- Study text:
Jakarta is the second-worst place for expatriates to work in outside of the United States, Canada and Western Europe, according to a recent report published by Businessweek, dampening Jakarta Governor Fauzi Bowo’s rosy report of his administration’s progress.
The Businessweek report, compiled by New York-based human resource company ORC worldwide, ranked emerging markets that might be challenging to move into due to their level of pollution, disease, political violence and availability of goods and services.
The report ranked Jakarta second, just below Lagos in Nigeria and above Riyadh in Saudi Arabia, saying the threat of violence from extremists, in particular, was a serious drawback to living in Jakarta.
“Indonesia is the world’s largest Muslim country and has suffered several high-profile attacks by terrorists targeting foreigners,” it said.
Bombings targeting foreign interests in Jakarta, such as the JW Marriott hotel bombing in 2003, have been repeated elsewhere in the city.
The report said despite problems common to many developing cities such as the risk of disease, poor sanitation and excessive pollution, “Indonesia can be an enticing location”.
In response, the Jakarta administration took the report positively, saying it could spur the administration to improve its performance.

- Dataset content:
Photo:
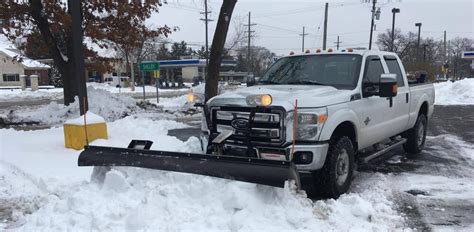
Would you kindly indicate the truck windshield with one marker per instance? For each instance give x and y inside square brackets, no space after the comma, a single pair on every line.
[338,70]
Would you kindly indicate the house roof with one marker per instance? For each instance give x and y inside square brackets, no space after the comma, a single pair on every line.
[7,48]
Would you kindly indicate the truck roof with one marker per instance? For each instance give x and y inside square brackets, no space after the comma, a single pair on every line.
[342,51]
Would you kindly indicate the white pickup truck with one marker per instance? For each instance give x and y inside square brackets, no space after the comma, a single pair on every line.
[347,104]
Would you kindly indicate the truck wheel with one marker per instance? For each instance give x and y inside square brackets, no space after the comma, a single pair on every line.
[416,136]
[335,177]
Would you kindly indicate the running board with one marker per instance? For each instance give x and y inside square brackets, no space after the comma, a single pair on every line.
[379,153]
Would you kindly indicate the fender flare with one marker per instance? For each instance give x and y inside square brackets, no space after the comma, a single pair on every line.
[335,119]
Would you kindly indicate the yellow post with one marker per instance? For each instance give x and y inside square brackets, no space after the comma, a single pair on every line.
[75,131]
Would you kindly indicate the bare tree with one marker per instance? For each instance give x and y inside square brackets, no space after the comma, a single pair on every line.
[217,48]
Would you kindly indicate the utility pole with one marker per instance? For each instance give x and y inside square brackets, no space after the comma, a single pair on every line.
[249,32]
[78,54]
[337,43]
[374,2]
[424,52]
[394,11]
[303,35]
[418,43]
[206,22]
[444,43]
[325,26]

- Problems to solve:
1 – From the article on Jakarta's expatriate ranking, list the factors the report used to rank emerging markets.
2 – Translate this sentence from the article on Jakarta's expatriate ranking into Spanish: "In response, the Jakarta administration took the report positively, saying it could spur the administration to improve its performance."
3 – Pick up the article on Jakarta's expatriate ranking after its last sentence and keep it going.

- Per-task answers:
1 –
Pollution
Disease
Political violence
Availability of goods and services

2 – En respuesta, la administración de Yakarta recibió el informe de forma positiva y afirmó que podría impulsar a la administración a mejorar su desempeño.

3 –
“The administration is not the only one taking part in the development of the capital. We also need support from the government,” city secretary Muhayat said Tuesday.
He added crime had always been one of the main issues for a capital city like Jakarta.
“The survey might say Jakarta’s crime rate tends to be serious, but in reality, it is still safe walking at night in the city,” he said.
City Council deputy speaker Dani Anwar said the survey could serve as a lesson for the administration.
“The administration could improve its performance and the city’s public services,” he said.
Several expatriates said Jakarta did not deserve the poor rating.
“I’ve worked in Washington D.C., and I wouldn’t be so calm about walking the streets at 3 a.m. there. They have guns there,” said Sam Polk, a political analyst from Minnesota who has been working in Jakarta for the past year-and-a-half.
Australian Phil King, who has been in Indonesia for five years, much of it in Jakarta, also had a hard time believing the report.
“I have a problem with the noise pollution here… and I wish there was more information coming
into a government facility like immigration so I’d know what to do there, but I’ve worked in Kuala Lumpur and Singapore and it's hard to believe that Jakarta is second-worst."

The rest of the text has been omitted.